Region labeling entries:
— BEGIN —

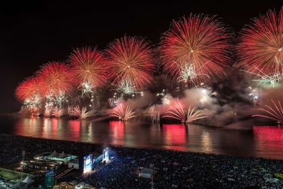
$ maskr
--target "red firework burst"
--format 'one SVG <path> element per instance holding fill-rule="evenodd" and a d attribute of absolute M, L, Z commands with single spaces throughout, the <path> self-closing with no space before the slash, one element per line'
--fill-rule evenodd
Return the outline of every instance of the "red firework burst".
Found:
<path fill-rule="evenodd" d="M 181 80 L 198 83 L 225 75 L 230 61 L 230 36 L 215 16 L 191 14 L 187 18 L 173 21 L 161 39 L 165 71 Z"/>
<path fill-rule="evenodd" d="M 114 82 L 128 81 L 140 89 L 150 84 L 154 71 L 152 51 L 144 38 L 124 36 L 116 39 L 107 50 Z"/>
<path fill-rule="evenodd" d="M 282 72 L 283 7 L 277 14 L 269 10 L 254 18 L 241 32 L 238 45 L 241 64 L 249 72 L 262 75 Z"/>
<path fill-rule="evenodd" d="M 109 77 L 107 59 L 96 48 L 77 49 L 70 56 L 70 73 L 77 86 L 101 86 Z"/>
<path fill-rule="evenodd" d="M 72 89 L 70 74 L 66 64 L 59 62 L 51 62 L 44 64 L 38 72 L 42 85 L 47 88 L 46 93 L 57 95 L 68 93 Z"/>
<path fill-rule="evenodd" d="M 30 77 L 21 83 L 16 89 L 16 96 L 20 101 L 25 101 L 34 95 L 41 96 L 44 93 L 44 88 L 40 84 L 37 77 Z"/>

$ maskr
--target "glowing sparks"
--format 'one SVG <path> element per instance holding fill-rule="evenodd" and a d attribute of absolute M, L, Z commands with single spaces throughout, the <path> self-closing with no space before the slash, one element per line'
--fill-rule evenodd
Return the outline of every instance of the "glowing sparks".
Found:
<path fill-rule="evenodd" d="M 94 112 L 87 111 L 87 108 L 86 107 L 83 107 L 81 110 L 79 105 L 77 105 L 73 108 L 71 113 L 70 114 L 71 116 L 74 116 L 77 117 L 79 119 L 85 119 L 88 117 L 91 117 L 94 116 Z"/>
<path fill-rule="evenodd" d="M 199 73 L 198 71 L 196 70 L 195 66 L 193 64 L 190 64 L 187 66 L 187 64 L 185 66 L 183 69 L 180 70 L 180 76 L 177 78 L 178 81 L 193 83 L 193 84 L 196 86 L 198 84 L 198 79 L 199 79 L 200 77 L 207 77 L 210 78 L 210 77 L 207 74 Z"/>
<path fill-rule="evenodd" d="M 41 97 L 38 94 L 33 94 L 23 101 L 23 108 L 38 111 L 41 105 Z"/>
<path fill-rule="evenodd" d="M 110 111 L 110 116 L 122 121 L 128 121 L 136 116 L 135 111 L 129 106 L 125 107 L 122 103 L 118 104 Z"/>
<path fill-rule="evenodd" d="M 265 105 L 262 108 L 257 109 L 262 112 L 260 114 L 253 115 L 252 117 L 263 117 L 277 121 L 278 123 L 283 123 L 283 109 L 281 105 L 281 102 L 278 101 L 276 104 L 273 100 L 271 105 Z"/>
<path fill-rule="evenodd" d="M 116 84 L 131 84 L 135 90 L 150 84 L 154 71 L 152 51 L 142 38 L 124 36 L 110 43 L 107 53 Z"/>
<path fill-rule="evenodd" d="M 55 102 L 58 104 L 60 107 L 63 102 L 66 100 L 66 94 L 64 92 L 60 92 L 55 97 Z"/>
<path fill-rule="evenodd" d="M 228 55 L 230 37 L 227 29 L 215 16 L 191 14 L 187 18 L 173 21 L 161 41 L 165 71 L 176 77 L 185 75 L 183 77 L 186 79 L 196 79 L 194 73 L 200 73 L 196 80 L 198 84 L 221 78 L 230 61 Z M 188 63 L 193 66 L 186 66 Z M 191 70 L 186 71 L 186 66 Z"/>
<path fill-rule="evenodd" d="M 59 118 L 61 116 L 62 116 L 64 114 L 64 110 L 58 108 L 58 107 L 55 107 L 53 108 L 53 110 L 52 111 L 52 116 L 55 116 L 57 118 Z"/>
<path fill-rule="evenodd" d="M 258 73 L 253 73 L 246 71 L 243 71 L 251 75 L 256 75 L 259 79 L 253 79 L 253 81 L 258 82 L 258 86 L 275 88 L 278 86 L 279 83 L 280 83 L 283 79 L 283 75 L 280 72 L 267 75 L 257 68 L 256 68 L 255 70 L 258 71 Z"/>
<path fill-rule="evenodd" d="M 157 111 L 155 105 L 150 106 L 146 111 L 144 112 L 144 114 L 149 116 L 152 123 L 159 123 L 160 112 Z"/>
<path fill-rule="evenodd" d="M 94 94 L 94 89 L 95 86 L 88 84 L 87 82 L 82 83 L 81 87 L 79 88 L 79 90 L 81 90 L 81 96 L 83 97 L 85 94 L 89 98 Z"/>
<path fill-rule="evenodd" d="M 183 110 L 183 108 L 179 101 L 176 102 L 172 110 L 166 112 L 167 115 L 164 116 L 163 118 L 172 118 L 181 121 L 181 123 L 190 123 L 194 121 L 206 118 L 204 116 L 202 110 L 196 110 L 196 107 L 189 109 L 187 112 Z"/>
<path fill-rule="evenodd" d="M 252 87 L 249 87 L 251 90 L 251 92 L 249 93 L 249 97 L 250 101 L 254 103 L 254 105 L 256 105 L 256 103 L 259 101 L 259 92 L 258 88 L 252 88 Z"/>
<path fill-rule="evenodd" d="M 102 86 L 110 76 L 108 60 L 96 48 L 74 50 L 70 56 L 70 72 L 72 80 L 84 94 L 93 92 L 95 86 Z"/>
<path fill-rule="evenodd" d="M 129 80 L 123 80 L 120 81 L 118 85 L 117 90 L 122 93 L 122 97 L 124 96 L 124 94 L 130 95 L 138 93 L 133 84 Z"/>
<path fill-rule="evenodd" d="M 41 84 L 46 88 L 46 94 L 57 96 L 60 92 L 68 93 L 72 89 L 71 77 L 66 64 L 51 62 L 44 64 L 38 71 Z"/>
<path fill-rule="evenodd" d="M 253 21 L 241 34 L 239 45 L 241 64 L 245 71 L 261 75 L 282 74 L 283 7 L 278 14 L 269 10 Z"/>

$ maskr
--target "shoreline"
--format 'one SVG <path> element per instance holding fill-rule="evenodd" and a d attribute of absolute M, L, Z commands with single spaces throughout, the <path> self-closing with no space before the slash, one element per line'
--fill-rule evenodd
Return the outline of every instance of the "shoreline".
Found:
<path fill-rule="evenodd" d="M 277 160 L 277 161 L 282 161 L 283 164 L 283 159 L 275 159 L 275 158 L 264 158 L 264 157 L 256 157 L 256 156 L 247 156 L 244 155 L 229 155 L 229 154 L 219 154 L 219 153 L 204 153 L 204 152 L 196 152 L 196 151 L 187 151 L 183 150 L 174 150 L 171 149 L 165 149 L 165 147 L 163 148 L 157 148 L 157 147 L 126 147 L 122 146 L 118 144 L 105 144 L 105 143 L 92 143 L 90 142 L 81 142 L 81 141 L 75 141 L 75 140 L 60 140 L 56 138 L 40 138 L 40 137 L 33 137 L 31 136 L 22 136 L 22 135 L 16 135 L 14 134 L 7 134 L 7 133 L 0 133 L 0 138 L 3 136 L 3 135 L 6 135 L 8 136 L 14 136 L 14 137 L 18 137 L 18 138 L 30 138 L 38 140 L 51 140 L 56 142 L 73 142 L 73 143 L 81 143 L 85 144 L 86 145 L 91 145 L 94 147 L 98 148 L 98 149 L 101 149 L 103 147 L 108 147 L 111 149 L 137 149 L 137 150 L 153 150 L 157 151 L 169 151 L 172 153 L 192 153 L 196 155 L 216 155 L 216 156 L 224 156 L 224 157 L 230 157 L 230 158 L 248 158 L 248 159 L 262 159 L 266 160 Z M 1 140 L 0 140 L 1 141 Z M 76 155 L 76 153 L 74 153 Z M 79 154 L 77 154 L 79 155 Z M 1 163 L 0 163 L 1 165 Z"/>
<path fill-rule="evenodd" d="M 21 161 L 43 152 L 56 151 L 73 155 L 99 155 L 109 147 L 115 152 L 114 160 L 99 171 L 77 178 L 100 188 L 149 188 L 150 181 L 138 177 L 140 167 L 151 168 L 154 188 L 281 188 L 283 179 L 274 177 L 283 173 L 283 160 L 254 157 L 183 152 L 153 148 L 133 148 L 55 139 L 0 134 L 0 166 Z M 97 157 L 97 156 L 96 156 Z"/>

— END —

Work to be completed:
Convert the stretch from the start of the items through the line containing "96 L 20 101" into a numbered list, omitting blank lines and pictures.

Answer in full:
1. $ maskr
2. --target "red firework burst"
3. --format 'one SVG <path> element per instance holding fill-rule="evenodd" and a d attribute of absolute M, L, Z commands with single spaces throughout, the <path> self-closing with no space before the slash, one element per line'
4. --fill-rule evenodd
5. Return the outline of every instance of the "red firework burst".
6. Found:
7. <path fill-rule="evenodd" d="M 181 80 L 198 83 L 225 75 L 230 61 L 230 36 L 215 16 L 191 14 L 187 18 L 173 21 L 161 39 L 165 71 Z"/>
8. <path fill-rule="evenodd" d="M 114 82 L 128 81 L 140 89 L 150 84 L 154 71 L 152 51 L 144 38 L 124 36 L 116 39 L 107 50 Z"/>
9. <path fill-rule="evenodd" d="M 282 72 L 283 7 L 277 14 L 269 10 L 254 18 L 241 32 L 238 45 L 241 64 L 249 72 L 262 75 Z"/>
10. <path fill-rule="evenodd" d="M 109 77 L 107 59 L 96 48 L 77 49 L 70 56 L 70 73 L 77 86 L 101 86 Z"/>
11. <path fill-rule="evenodd" d="M 72 89 L 70 74 L 66 64 L 59 62 L 51 62 L 44 64 L 38 72 L 42 85 L 47 88 L 46 93 L 57 95 L 68 93 Z"/>
12. <path fill-rule="evenodd" d="M 30 77 L 21 83 L 16 89 L 16 96 L 20 101 L 25 101 L 34 95 L 41 96 L 44 93 L 44 88 L 40 84 L 37 77 Z"/>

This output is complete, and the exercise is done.